## [Document text]
══════

49 U.S. Code § 20142 - Track safety

§ 20142.
Track safety
(a)Review of Existing Regulations.—Not later than March 3, 1993, the Secretary of Transportation shall begin a review of Department of Transportation regulations related to track safety standards. The review at least shall include an evaluation of—
procedures associated with maintaining and installing continuous welded rail and its attendant structure, including cold weather installation procedures;
the need for revisions to regulations on track excepted from track safety standards; and
employee safety.
(b)Revision of Regulations.—
Not later than September 1, 1995, the Secretary shall prescribe regulations and issue orders to revise track safety standards, considering safety information presented during the review under subsection (a) of this section and the report of the Comptroller General submitted under subsection (c) of this section.
(c)Comptroller General’s Study and Report.—
The Comptroller General shall study the effectiveness of the Secretary’s enforcement of track safety standards, with particular attention to recent relevant railroad accident experience and information. Not later than September 3, 1993, the Comptroller General shall submit a report to Congress and the Secretary on the results of the study, with recommendations for improving enforcement of those standards.
(d)Identification of Internal Rail Defects.—In carrying out subsections (a) and (b), the Secretary shall consider whether or not to prescribe regulations and issue orders concerning—
inspection procedures to identify internal rail defects, before they reach imminent failure size, in rail that has significant shelling; and
any specific actions that should be taken when a rail surface condition, such as shelling, prevents the identification of internal defects.
(e) Track Standards.—
(1)In general.—Within 90 days after the date of enactment of this subsection, the Federal Railroad Administration shall—
require each track owner using continuous welded rail track to include procedures (in its procedures filed with the Administration pursuant to section 213.119 of title 49, Code of Federal Regulations) to improve the identification of cracks in rail joint bars;
instruct Administration track inspectors to obtain copies of the most recent continuous welded rail programs of each railroad within the inspectors’ areas of responsibility and require that inspectors use those programs when conducting track inspections; and
establish a program to review continuous welded rail joint bar inspection data from railroads and Administration track inspectors periodically.
Whenever the Administration determines that it is necessary or appropriate, the Administration may require railroads to increase the frequency of inspection, or improve the methods of inspection, of joint bars in continuous welded rail.
(Pub. L. 103–272, § 1(e), July 5, 1994, 108 Stat. 879; Pub. L. 103–440, title II, § 208, Nov. 2, 1994, 108 Stat. 4621; Pub. L. 109–59, title IX, § 9005(a), Aug. 10, 2005, 119 Stat. 1924.)

Historical and Revision Notes



Source (U.S. Code)

Source (Statutes at Large)


45:431(s)(1) (1st sentence), (2).

Oct. 16, 1970, Pub. L. 91–458, 84 Stat. 971, § 202(s); added Sept. 3, 1992, Pub. L. 102–365, § 8, 106 Stat. 976.


45:431(s)(1) (last sentence).

══════

## [Exercise prompt]
Reproduce the portion of the track safety statute starting at "(c)Comptroller General’s Study" and ending at "of those standards.".

══════

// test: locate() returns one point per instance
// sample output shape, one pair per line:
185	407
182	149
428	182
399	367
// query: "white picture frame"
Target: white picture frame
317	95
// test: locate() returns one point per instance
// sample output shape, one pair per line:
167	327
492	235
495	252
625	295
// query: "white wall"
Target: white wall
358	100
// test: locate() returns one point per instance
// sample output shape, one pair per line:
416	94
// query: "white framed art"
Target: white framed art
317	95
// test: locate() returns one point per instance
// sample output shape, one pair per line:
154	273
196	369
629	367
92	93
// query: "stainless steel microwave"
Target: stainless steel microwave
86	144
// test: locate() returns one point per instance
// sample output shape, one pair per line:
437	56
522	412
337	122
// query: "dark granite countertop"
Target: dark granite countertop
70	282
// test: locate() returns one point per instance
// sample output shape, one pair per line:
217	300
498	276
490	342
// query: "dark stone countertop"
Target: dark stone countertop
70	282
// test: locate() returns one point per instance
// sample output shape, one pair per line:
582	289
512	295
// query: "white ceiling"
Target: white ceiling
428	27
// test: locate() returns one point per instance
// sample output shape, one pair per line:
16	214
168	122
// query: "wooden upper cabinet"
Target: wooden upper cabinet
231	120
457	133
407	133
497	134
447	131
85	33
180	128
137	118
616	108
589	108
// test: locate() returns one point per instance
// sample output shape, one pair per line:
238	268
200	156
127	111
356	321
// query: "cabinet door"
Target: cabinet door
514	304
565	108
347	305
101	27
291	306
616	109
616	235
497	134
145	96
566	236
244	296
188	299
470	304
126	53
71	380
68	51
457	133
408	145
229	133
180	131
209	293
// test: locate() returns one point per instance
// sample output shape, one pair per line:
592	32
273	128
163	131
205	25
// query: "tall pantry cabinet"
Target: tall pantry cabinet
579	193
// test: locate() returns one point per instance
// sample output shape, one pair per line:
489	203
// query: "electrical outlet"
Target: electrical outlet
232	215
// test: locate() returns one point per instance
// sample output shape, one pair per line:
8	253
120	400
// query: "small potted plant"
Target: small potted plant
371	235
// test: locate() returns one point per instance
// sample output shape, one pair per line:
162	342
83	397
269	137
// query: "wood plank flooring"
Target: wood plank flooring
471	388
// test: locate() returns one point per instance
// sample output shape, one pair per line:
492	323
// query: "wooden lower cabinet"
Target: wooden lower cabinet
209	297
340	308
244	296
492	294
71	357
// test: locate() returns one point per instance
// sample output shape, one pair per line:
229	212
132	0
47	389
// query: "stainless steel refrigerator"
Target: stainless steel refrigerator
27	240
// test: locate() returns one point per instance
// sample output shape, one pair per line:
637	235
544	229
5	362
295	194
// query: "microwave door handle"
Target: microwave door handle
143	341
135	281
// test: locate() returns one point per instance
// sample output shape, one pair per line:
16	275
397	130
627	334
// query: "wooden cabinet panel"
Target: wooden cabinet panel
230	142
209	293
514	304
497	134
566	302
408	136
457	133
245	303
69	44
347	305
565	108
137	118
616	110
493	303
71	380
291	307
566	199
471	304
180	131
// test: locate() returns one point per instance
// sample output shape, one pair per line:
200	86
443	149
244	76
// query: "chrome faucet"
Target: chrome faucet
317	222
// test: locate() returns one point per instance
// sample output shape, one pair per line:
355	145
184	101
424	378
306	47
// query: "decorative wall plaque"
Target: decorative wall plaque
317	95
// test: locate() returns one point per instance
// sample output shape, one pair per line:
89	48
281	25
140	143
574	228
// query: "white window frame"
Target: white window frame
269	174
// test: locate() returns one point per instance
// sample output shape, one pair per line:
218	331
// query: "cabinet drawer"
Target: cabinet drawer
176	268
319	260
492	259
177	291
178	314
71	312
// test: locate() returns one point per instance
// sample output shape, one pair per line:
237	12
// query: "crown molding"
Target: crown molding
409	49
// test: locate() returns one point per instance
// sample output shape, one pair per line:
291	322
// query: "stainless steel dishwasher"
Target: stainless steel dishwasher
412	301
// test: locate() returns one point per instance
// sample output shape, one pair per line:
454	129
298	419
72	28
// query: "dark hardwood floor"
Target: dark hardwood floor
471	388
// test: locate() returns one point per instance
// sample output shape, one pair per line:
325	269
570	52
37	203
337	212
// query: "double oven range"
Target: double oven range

══════

## [Problem solution]
(c)Comptroller General’s Study and Report.—
The Comptroller General shall study the effectiveness of the Secretary’s enforcement of track safety standards, with particular attention to recent relevant railroad accident experience and information. Not later than September 3, 1993, the Comptroller General shall submit a report to Congress and the Secretary on the results of the study, with recommendations for improving enforcement of those standards.